Start of DOCUMENT EXTRACT

Merry Christmas is the fourth studio album by American singer-songwriter Mariah Carey, and her first Christmas album. Released by Columbia Records on October 28, 1994, at the peak of the initial stretch of Carey's career, between Music Box (1993) and Daydream (1995), the album features cover versions of popular Christmas songs in addition to original material. Carey worked with Walter Afanasieff, with whom she wrote all of the original tracks, as well as producing Carey's interpretations of the covered material. Three singles were released from the album, of which "All I Want for Christmas Is You" went on to become one of the best-selling singles of all time and the best-selling Christmas ringtone in the United States.

Critical response to the album's contemporary Christmas theme was mixed. Some music critics complimented the "gospel and soul-inflected" vocals and even called it "Carey's best record" to date. Re-released on multiple occasions in various formats since its debut, the album has sold 5.7 million copies in the United States as of December 2019 and has been certified eight times platinum by the Recording Industry Association of America (RIAA). Internationally, it reached number one in Japan, Latvia, and Lithuania. It achieved top-ten in 16 additional countries including Australia, Canada, the Netherlands, New Zealand, Sweden, Switzerland, and the United States.

In 2005, the album was re-released as a special edition DualDisc, featuring "God Rest Ye Merry Gentlemen" and a special anniversary version of "Santa Claus is Comin' To Town" on the CD side. The DVD side features the entire album in enhanced PCM stereo and music videos. In 2010, Carey released a sequel Christmas album, Merry Christmas II You. In 2019, an anniversary deluxe edition was released featuring live renditions, newer songs like "Oh Santa!" and "The Star", and numerous remixes in commemoration of the album's twenty-fifth anniversary. As of 2021, Merry Christmas has sold 15 million copies worldwide, becoming one of the best-selling holiday albums of all time.

Background 
Carey has expressed her belief in God and the connection between music and spirituality, and felt the album was finally a way to portray her spirituality through music. After the success of Carey's previous effort, Music Box, there was speculation of a new project in the works; however it was not until October 1994, only one month before the album's release, that Billboard announced Carey would be releasing an album for the Christmas season. Initially, critics were shocked; they did not know how Carey would fare as an entertainer across genres, as she had previously only been viewed as a pop star. Nevertheless, Carey, unaffected by the speculation, continued working on and promoting the album in high spirits, confident in her work. The idea proved to be wise, earning Carey recognition in various markets including Christian radio and contemporary R&B stations, as well as extended her fame in Japan, where the album experienced much of its success.

End of DOCUMENT EXTRACT

● WHAT TO WORK ON:
Extend the article on Mariah Carey's Merry Christmas album, picking up right after its final sentence. The entries that follow are separate material with no connection to the article on the Mariah Carey album.

Start of MATERIAL SHOWN

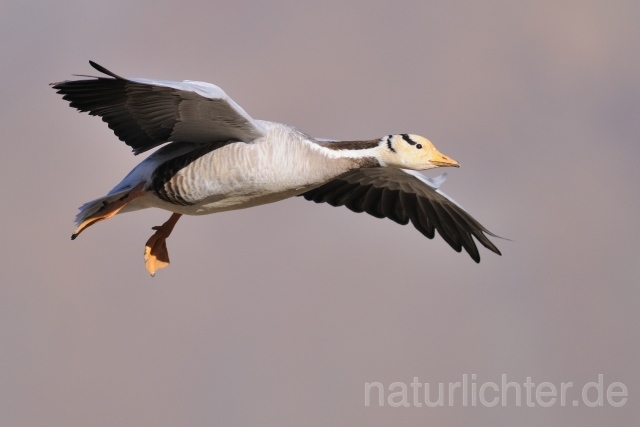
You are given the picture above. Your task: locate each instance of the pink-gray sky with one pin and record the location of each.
(278, 315)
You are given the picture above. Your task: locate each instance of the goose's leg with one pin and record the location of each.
(156, 255)
(110, 209)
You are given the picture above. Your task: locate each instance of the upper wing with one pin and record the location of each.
(146, 113)
(404, 196)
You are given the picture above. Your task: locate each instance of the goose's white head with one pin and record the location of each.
(412, 152)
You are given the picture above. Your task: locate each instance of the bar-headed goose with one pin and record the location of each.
(217, 158)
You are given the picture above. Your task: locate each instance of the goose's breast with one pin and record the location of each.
(241, 175)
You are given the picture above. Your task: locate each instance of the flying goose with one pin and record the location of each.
(217, 158)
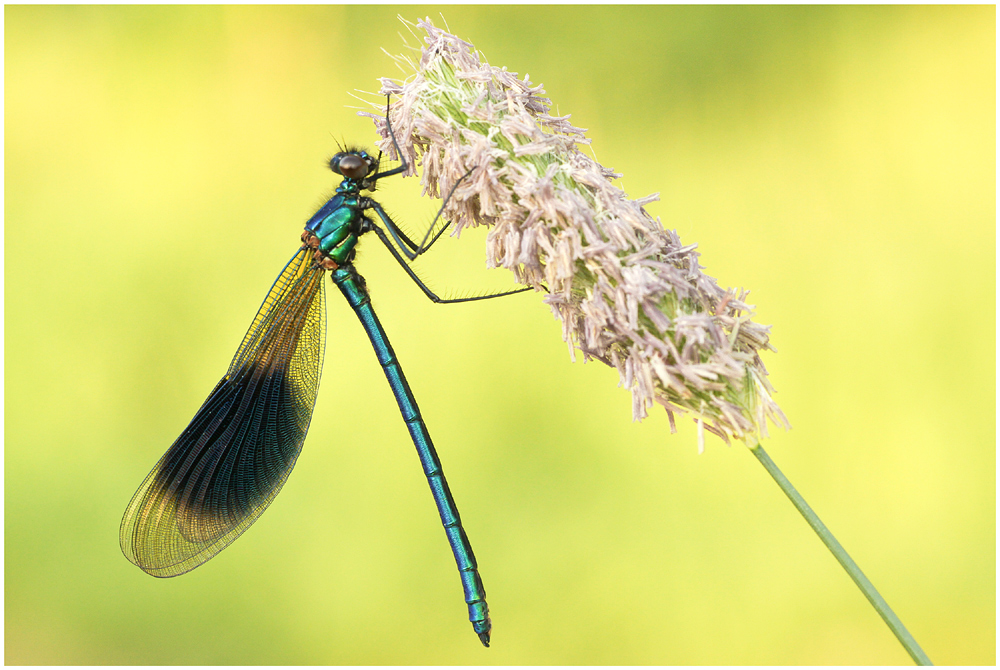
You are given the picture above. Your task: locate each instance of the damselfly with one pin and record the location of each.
(230, 462)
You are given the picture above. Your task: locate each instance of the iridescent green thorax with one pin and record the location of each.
(333, 231)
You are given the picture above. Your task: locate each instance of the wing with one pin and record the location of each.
(235, 455)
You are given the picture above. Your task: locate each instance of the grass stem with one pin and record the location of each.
(877, 601)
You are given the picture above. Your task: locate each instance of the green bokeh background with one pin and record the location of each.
(838, 161)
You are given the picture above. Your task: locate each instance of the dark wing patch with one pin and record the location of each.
(235, 455)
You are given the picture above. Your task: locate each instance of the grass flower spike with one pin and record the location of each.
(628, 292)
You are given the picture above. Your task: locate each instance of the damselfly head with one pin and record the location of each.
(354, 164)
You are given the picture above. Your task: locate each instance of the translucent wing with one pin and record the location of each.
(235, 455)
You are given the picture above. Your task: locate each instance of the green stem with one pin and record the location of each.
(882, 607)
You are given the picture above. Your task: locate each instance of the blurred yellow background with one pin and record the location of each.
(840, 162)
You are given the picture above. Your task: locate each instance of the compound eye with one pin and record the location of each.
(353, 167)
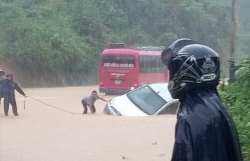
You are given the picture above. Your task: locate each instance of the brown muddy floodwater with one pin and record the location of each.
(43, 133)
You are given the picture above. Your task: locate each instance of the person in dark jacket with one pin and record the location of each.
(8, 91)
(204, 129)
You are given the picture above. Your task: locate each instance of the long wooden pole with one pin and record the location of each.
(234, 28)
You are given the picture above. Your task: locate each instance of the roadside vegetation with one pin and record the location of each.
(236, 96)
(58, 42)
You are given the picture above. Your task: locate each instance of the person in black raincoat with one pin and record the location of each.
(204, 129)
(8, 92)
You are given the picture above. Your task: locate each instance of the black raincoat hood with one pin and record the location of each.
(204, 129)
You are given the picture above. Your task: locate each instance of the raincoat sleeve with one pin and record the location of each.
(19, 89)
(183, 142)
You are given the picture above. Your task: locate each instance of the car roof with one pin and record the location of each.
(162, 89)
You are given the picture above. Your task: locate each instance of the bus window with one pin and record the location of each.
(122, 61)
(151, 64)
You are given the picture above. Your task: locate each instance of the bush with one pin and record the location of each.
(236, 96)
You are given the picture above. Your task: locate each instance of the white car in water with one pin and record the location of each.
(150, 99)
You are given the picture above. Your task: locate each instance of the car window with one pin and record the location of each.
(147, 100)
(170, 109)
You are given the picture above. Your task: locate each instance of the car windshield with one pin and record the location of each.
(147, 100)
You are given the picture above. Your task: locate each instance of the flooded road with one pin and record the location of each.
(44, 133)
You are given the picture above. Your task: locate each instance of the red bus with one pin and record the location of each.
(122, 67)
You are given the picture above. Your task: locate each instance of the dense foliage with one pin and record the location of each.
(58, 42)
(236, 97)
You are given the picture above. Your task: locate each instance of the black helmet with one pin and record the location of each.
(193, 66)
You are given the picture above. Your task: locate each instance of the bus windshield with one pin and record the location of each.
(120, 61)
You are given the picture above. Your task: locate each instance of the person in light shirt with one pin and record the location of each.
(90, 101)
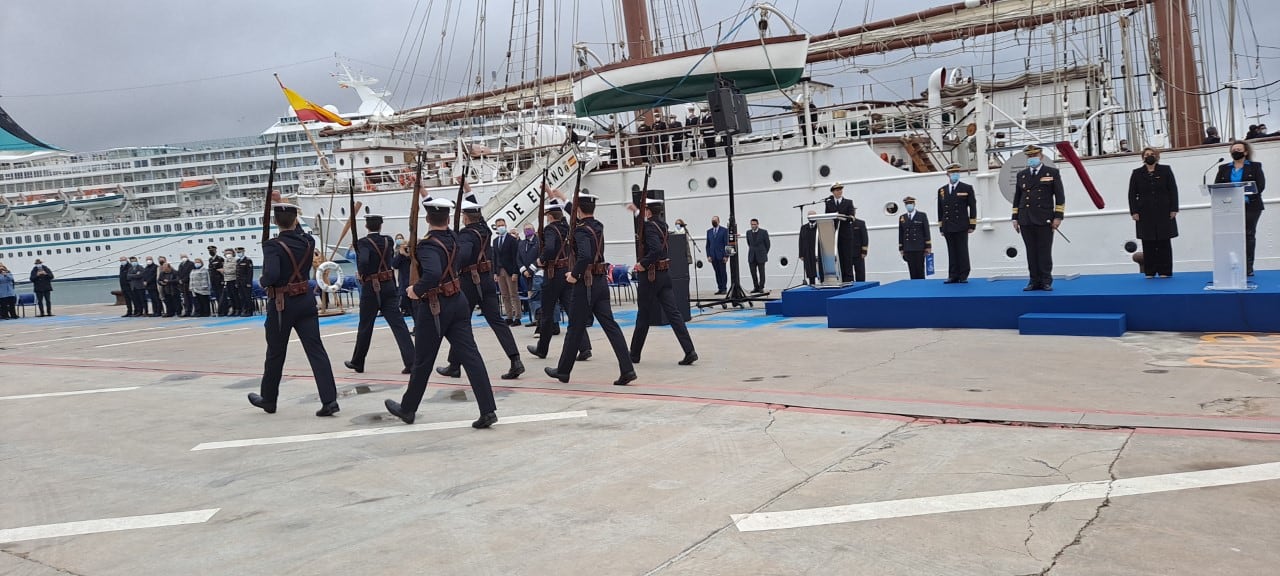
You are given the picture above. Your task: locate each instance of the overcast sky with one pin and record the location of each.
(95, 74)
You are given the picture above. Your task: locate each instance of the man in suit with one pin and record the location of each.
(958, 218)
(809, 248)
(757, 255)
(913, 238)
(845, 247)
(1038, 205)
(506, 248)
(717, 254)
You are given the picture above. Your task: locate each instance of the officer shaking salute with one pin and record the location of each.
(654, 287)
(480, 289)
(374, 254)
(958, 218)
(291, 307)
(913, 238)
(590, 296)
(442, 312)
(1038, 205)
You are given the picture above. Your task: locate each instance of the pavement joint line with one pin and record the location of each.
(1009, 498)
(170, 338)
(105, 525)
(50, 394)
(383, 430)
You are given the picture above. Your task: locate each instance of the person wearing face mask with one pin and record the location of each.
(199, 283)
(958, 218)
(1153, 208)
(717, 254)
(913, 238)
(126, 292)
(1243, 168)
(188, 302)
(506, 248)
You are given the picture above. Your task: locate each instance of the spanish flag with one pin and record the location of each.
(307, 112)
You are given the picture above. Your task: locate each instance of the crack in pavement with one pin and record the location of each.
(808, 479)
(1097, 512)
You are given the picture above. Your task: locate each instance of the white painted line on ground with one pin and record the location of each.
(105, 525)
(375, 432)
(1005, 498)
(50, 394)
(170, 337)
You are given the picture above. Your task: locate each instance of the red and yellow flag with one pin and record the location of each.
(309, 112)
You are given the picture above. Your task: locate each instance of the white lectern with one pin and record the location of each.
(828, 263)
(1228, 215)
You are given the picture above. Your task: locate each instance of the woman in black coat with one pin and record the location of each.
(1153, 206)
(1243, 168)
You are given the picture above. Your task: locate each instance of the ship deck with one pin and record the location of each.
(129, 448)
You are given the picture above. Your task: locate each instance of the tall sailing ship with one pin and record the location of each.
(1096, 76)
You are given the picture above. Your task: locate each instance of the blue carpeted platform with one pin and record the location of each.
(1178, 304)
(809, 301)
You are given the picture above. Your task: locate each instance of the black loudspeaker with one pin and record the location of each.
(728, 110)
(677, 250)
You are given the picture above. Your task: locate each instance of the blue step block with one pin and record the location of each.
(1072, 324)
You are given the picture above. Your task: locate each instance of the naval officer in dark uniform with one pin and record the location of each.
(654, 287)
(554, 261)
(1038, 205)
(376, 277)
(442, 312)
(590, 286)
(291, 307)
(845, 245)
(958, 218)
(480, 289)
(913, 238)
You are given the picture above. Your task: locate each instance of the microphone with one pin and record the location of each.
(1205, 177)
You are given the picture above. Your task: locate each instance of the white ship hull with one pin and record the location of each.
(1097, 237)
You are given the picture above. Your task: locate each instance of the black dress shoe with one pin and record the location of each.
(485, 420)
(396, 410)
(517, 368)
(256, 400)
(451, 370)
(328, 410)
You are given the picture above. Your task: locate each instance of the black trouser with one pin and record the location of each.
(654, 295)
(1157, 256)
(914, 260)
(455, 325)
(380, 301)
(757, 275)
(589, 302)
(554, 293)
(1038, 241)
(298, 316)
(1251, 229)
(958, 255)
(487, 298)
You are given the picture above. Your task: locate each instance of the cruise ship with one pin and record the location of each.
(78, 213)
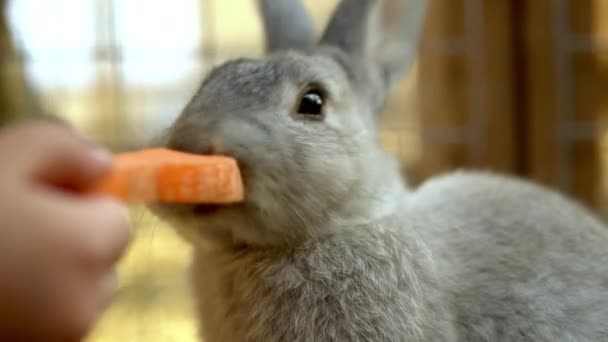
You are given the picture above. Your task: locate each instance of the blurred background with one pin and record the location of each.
(515, 86)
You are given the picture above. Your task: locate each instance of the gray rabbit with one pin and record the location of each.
(331, 245)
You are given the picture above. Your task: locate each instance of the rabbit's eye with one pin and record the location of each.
(311, 103)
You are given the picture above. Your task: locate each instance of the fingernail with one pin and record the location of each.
(102, 155)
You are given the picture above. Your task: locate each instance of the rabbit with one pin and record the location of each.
(331, 243)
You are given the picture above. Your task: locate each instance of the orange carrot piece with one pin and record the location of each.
(163, 175)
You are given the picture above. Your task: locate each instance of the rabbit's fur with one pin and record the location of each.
(331, 245)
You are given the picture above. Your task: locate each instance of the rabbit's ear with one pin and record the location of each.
(287, 25)
(383, 34)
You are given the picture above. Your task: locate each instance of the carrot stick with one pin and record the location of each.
(163, 175)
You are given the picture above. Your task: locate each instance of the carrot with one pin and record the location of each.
(163, 175)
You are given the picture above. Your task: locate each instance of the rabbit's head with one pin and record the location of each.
(301, 123)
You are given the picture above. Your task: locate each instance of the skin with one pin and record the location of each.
(331, 245)
(58, 249)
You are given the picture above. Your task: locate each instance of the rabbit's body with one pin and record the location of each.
(451, 264)
(517, 262)
(329, 245)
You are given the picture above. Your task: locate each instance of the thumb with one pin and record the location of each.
(53, 154)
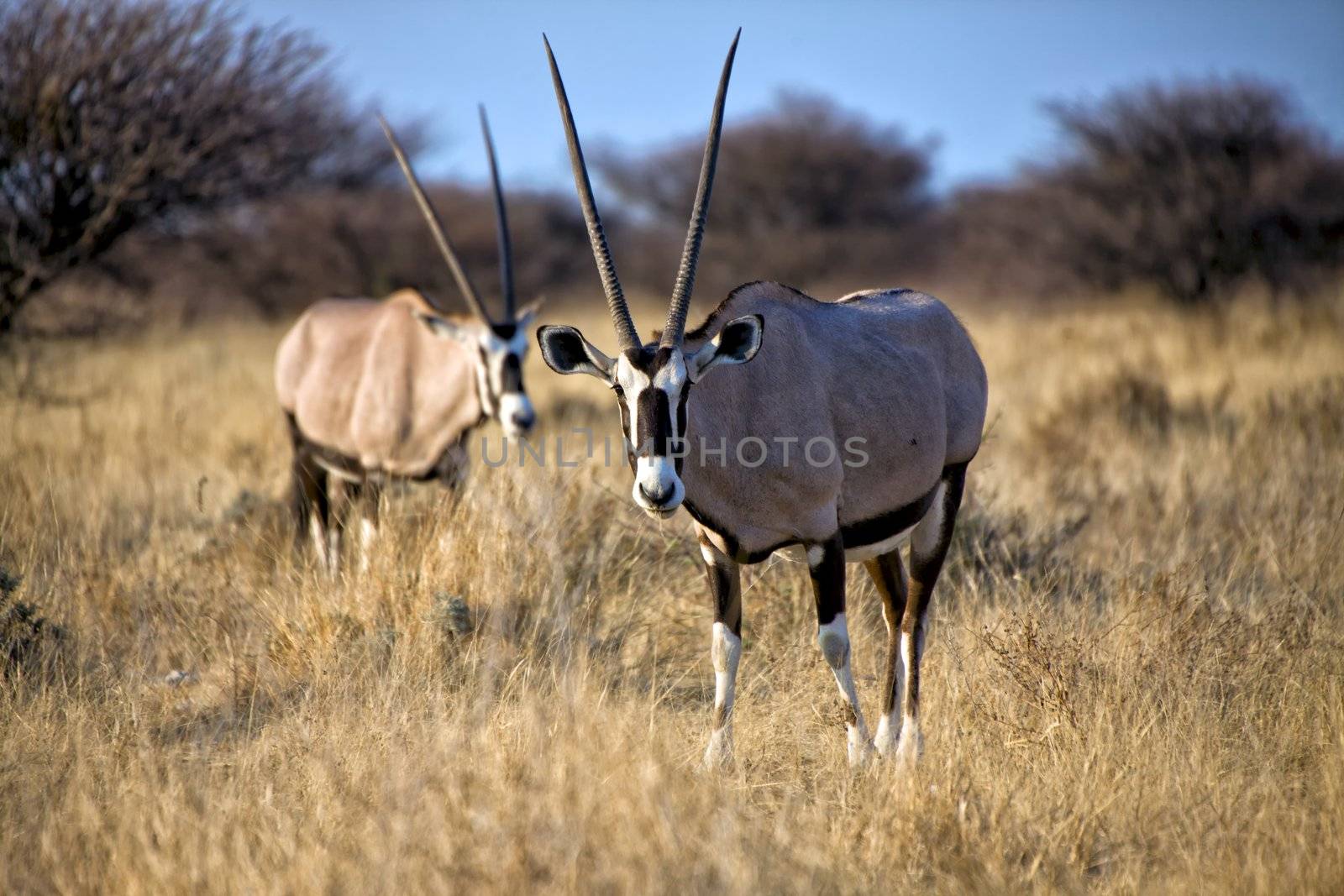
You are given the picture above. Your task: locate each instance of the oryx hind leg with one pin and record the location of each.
(311, 506)
(889, 575)
(339, 493)
(927, 550)
(369, 519)
(826, 564)
(725, 647)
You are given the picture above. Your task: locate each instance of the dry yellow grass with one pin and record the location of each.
(1135, 678)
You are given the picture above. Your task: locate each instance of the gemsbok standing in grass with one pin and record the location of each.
(842, 427)
(390, 389)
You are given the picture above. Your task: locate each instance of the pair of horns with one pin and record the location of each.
(445, 244)
(675, 328)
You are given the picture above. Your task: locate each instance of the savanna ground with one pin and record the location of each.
(1135, 678)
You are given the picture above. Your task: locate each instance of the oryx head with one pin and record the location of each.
(497, 347)
(651, 382)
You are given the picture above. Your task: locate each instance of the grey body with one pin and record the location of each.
(891, 369)
(885, 383)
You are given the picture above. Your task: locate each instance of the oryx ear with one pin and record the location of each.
(737, 343)
(445, 328)
(566, 351)
(530, 312)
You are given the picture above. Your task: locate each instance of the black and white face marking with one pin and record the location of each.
(501, 351)
(652, 385)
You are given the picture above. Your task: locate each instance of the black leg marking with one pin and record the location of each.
(725, 649)
(827, 571)
(889, 575)
(927, 551)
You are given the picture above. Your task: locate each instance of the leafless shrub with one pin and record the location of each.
(1194, 190)
(806, 191)
(120, 113)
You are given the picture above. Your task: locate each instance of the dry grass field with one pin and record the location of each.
(1135, 679)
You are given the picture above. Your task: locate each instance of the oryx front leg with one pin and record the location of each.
(826, 563)
(725, 649)
(927, 550)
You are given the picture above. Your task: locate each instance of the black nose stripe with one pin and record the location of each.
(655, 421)
(511, 378)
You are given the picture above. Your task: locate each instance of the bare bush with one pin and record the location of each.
(281, 255)
(1195, 190)
(806, 191)
(118, 113)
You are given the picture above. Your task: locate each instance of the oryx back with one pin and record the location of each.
(857, 407)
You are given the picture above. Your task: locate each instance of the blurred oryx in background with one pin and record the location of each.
(376, 389)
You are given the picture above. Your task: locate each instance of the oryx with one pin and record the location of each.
(839, 427)
(391, 387)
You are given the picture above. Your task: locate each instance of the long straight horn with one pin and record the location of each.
(501, 223)
(675, 328)
(436, 226)
(625, 332)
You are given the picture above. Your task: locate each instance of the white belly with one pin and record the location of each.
(795, 553)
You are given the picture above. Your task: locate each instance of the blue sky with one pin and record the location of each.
(972, 74)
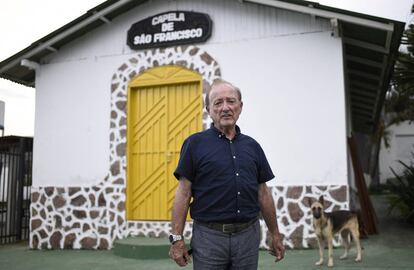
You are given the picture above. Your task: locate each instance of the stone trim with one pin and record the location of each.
(92, 218)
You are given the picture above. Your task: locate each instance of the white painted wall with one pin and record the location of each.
(401, 148)
(287, 65)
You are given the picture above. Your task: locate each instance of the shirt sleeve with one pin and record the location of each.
(185, 166)
(265, 172)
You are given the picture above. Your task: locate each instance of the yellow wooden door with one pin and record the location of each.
(164, 108)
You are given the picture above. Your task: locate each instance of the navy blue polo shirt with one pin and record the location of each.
(225, 175)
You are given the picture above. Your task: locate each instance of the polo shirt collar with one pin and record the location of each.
(221, 134)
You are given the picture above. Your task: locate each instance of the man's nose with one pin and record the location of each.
(226, 106)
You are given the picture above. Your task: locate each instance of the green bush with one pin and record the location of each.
(402, 192)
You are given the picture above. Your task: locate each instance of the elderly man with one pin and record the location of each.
(225, 172)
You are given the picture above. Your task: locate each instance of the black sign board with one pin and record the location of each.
(168, 29)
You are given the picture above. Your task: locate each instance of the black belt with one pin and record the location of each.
(228, 227)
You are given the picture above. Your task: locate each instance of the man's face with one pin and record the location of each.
(225, 106)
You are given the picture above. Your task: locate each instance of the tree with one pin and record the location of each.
(399, 104)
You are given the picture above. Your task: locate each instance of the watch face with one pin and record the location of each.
(174, 238)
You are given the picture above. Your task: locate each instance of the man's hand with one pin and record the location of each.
(178, 252)
(276, 248)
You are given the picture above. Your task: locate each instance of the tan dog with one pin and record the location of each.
(327, 224)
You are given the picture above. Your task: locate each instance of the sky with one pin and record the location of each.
(24, 21)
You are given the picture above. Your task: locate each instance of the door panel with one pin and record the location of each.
(160, 116)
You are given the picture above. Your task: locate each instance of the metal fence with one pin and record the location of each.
(15, 182)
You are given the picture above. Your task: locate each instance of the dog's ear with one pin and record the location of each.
(321, 199)
(309, 201)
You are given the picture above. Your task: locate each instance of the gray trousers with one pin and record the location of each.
(214, 250)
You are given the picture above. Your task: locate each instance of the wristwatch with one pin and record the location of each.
(175, 237)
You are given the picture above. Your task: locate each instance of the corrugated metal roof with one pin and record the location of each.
(370, 45)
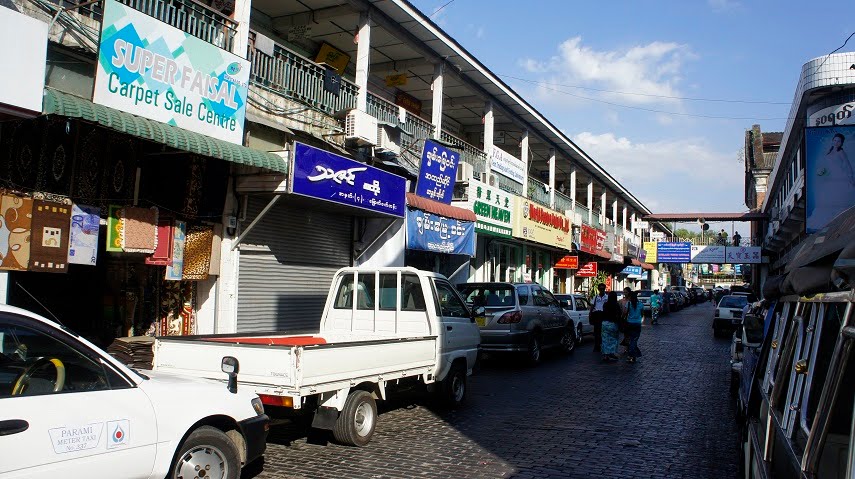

End of MATERIAL SHOWN

● OUTPUT BELOW:
Conception and composition 

Throughout the album's development, Carey worked extensively with Walter Afanasieff, with whom she collaborated extensively on Emotions (1991) and Music Box (1993). Together, they wrote all three of the album's original songs, as well as producing most of the traditional tracks at The Hit Factory, in New York.

Merry Christmas boasted a variety of musical arrangements, sounds, and genres. Carey's goal was to provide an album that would have a "Christmas feel", providing a mixture of soulful tracks, as well as fun and joyous holiday treats. The song "Jesus Oh What a Wonderful Child", produced by Carey, Afannasief, and Holland, was described as an arrangement of a traditional gospel standard that "really took flight". The song was recorded in a church, with many live backup singers and children playing tambourines and other melodious instruments. The goal was to produce a "real church flavored song", in which Loris Holland played the keyboards and allowed Carey's voice to "cut loose". According to Chris Nickson, Carey's love of gospel music came through on the track, writing, "[she] led the band without pushing herself forward, letting the song develop and work out, trading lines with the chorus until, after the crescendo, the musicians moved into a fast double-time to the end."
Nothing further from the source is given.